| SOURCE TEXT |
☆ ☆ ☆ ☆ ☆
A society is likely to remain largely in subsistence production if most of its members are poverty-stricken as the poor can hardly afford capital for expansion in production. They thus resort to labour intensive production with the margin of productivity remaining low. This situation is worsened by the fact that subsistence production is not fully utilized as it is constrained by the poor processing and storage techniques, unfavourable weather condition as well as damages caused by pests and diseases. Even where some of the poor benefits from credit facilities, instead of using such loans to boost production, they are sometimes misallocated as a result of indebtedness, low educational attainment and low sales proceeds (CBN 1998, and Aku et al, 1997).
Some of the effects of poverty are evident in consumption, justice, health, and politics argued CBN (1998). In the areas of consumption, the poor obviously pay higher prices for the goods and services they consume. The poor are not denied justice but are easily arrested and often given stiffer penalties than the non-poor for same or similar offences. As regards health, the poor who have little or no access to qualitative health facilities also have less nourishing diets, more birth defects, accidents and disease infections than the non-poor. In politics, the poor are so unorganized that they can hardly influence any political decision or make any meaning impact in voting for a candidate of their choice into an elective office.
☆ ☆ ☆ ☆ ☆
| PROBLEM DETAILS |
According to the passage on poverty, how do the prices the poor pay for goods and services compare with others'? The entries that follow aren't needed for the work here.

| GIVEN ENTRIES |
☆ ☆ ☆ ☆ ☆
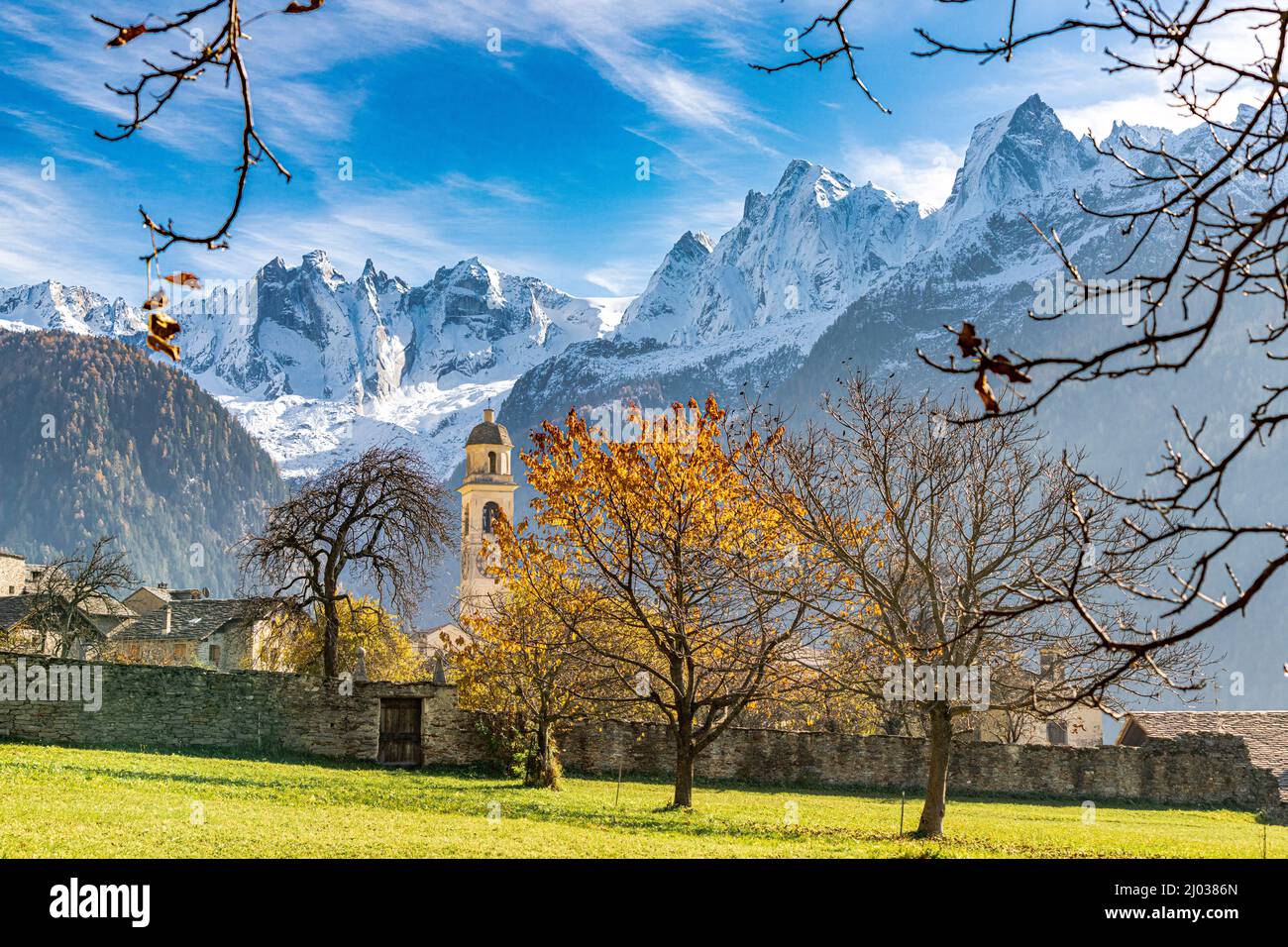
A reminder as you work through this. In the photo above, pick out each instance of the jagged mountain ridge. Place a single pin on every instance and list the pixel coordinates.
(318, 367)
☆ ☆ ☆ ☆ ☆
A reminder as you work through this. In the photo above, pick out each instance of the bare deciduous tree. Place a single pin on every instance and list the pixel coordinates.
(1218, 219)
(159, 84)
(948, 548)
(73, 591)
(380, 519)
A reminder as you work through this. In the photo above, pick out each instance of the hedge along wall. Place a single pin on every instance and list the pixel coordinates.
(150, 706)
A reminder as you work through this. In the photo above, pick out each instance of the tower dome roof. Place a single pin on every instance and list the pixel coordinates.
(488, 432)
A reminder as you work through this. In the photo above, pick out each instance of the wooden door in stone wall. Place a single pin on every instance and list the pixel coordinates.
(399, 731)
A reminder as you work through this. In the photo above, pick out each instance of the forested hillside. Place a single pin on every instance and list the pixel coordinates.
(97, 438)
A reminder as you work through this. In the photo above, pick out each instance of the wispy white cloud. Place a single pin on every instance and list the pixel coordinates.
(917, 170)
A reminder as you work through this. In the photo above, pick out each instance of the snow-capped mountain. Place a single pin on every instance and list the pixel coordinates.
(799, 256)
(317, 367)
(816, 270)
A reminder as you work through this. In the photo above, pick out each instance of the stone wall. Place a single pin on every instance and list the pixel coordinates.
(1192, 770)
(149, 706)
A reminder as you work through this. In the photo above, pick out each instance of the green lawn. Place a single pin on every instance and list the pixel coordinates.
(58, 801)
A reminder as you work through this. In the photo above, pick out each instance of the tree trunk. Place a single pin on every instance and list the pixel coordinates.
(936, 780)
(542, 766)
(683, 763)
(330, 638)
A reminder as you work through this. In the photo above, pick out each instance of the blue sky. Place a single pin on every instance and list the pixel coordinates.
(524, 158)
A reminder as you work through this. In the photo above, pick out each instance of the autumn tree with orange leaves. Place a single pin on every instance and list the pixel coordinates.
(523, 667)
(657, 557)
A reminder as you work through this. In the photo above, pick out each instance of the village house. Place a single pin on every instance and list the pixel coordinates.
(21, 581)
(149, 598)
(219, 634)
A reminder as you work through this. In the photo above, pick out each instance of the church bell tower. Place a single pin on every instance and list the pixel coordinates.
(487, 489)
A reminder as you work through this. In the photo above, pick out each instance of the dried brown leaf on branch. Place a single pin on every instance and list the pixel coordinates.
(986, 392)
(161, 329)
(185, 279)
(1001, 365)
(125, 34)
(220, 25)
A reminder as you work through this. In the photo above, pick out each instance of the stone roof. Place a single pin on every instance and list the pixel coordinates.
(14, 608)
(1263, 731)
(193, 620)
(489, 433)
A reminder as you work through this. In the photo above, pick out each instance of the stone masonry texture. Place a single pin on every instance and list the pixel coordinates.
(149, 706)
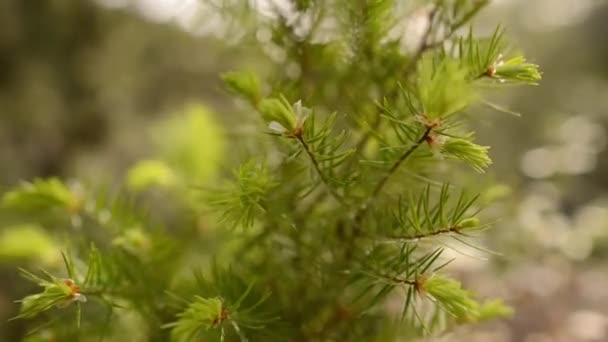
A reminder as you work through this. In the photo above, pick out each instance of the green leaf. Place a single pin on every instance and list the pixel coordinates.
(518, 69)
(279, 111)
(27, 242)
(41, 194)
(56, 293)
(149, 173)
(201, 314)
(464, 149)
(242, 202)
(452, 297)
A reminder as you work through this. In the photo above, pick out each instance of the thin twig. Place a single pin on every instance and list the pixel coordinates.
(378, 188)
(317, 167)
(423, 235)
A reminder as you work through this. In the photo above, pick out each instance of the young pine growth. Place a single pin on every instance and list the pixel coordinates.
☆ ☆ ☆ ☆ ☆
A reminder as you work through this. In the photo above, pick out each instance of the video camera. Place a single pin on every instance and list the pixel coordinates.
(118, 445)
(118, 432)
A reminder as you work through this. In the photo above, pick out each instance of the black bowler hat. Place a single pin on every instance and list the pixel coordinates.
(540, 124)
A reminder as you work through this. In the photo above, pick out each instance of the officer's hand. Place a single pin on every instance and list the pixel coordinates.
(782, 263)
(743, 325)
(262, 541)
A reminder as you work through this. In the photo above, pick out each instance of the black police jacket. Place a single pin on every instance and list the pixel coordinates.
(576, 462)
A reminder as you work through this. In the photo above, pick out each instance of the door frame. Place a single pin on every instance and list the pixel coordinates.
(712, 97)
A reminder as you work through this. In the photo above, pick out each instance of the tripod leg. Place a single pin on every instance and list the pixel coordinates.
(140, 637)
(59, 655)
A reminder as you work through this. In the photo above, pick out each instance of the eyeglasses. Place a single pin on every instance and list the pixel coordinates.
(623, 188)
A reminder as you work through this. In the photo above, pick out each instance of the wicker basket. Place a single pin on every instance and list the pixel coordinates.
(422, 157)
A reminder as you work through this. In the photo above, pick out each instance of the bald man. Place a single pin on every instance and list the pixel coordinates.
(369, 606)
☆ ☆ ☆ ☆ ☆
| TASK OUTPUT |
The poor pay higher prices for the goods and services they consume.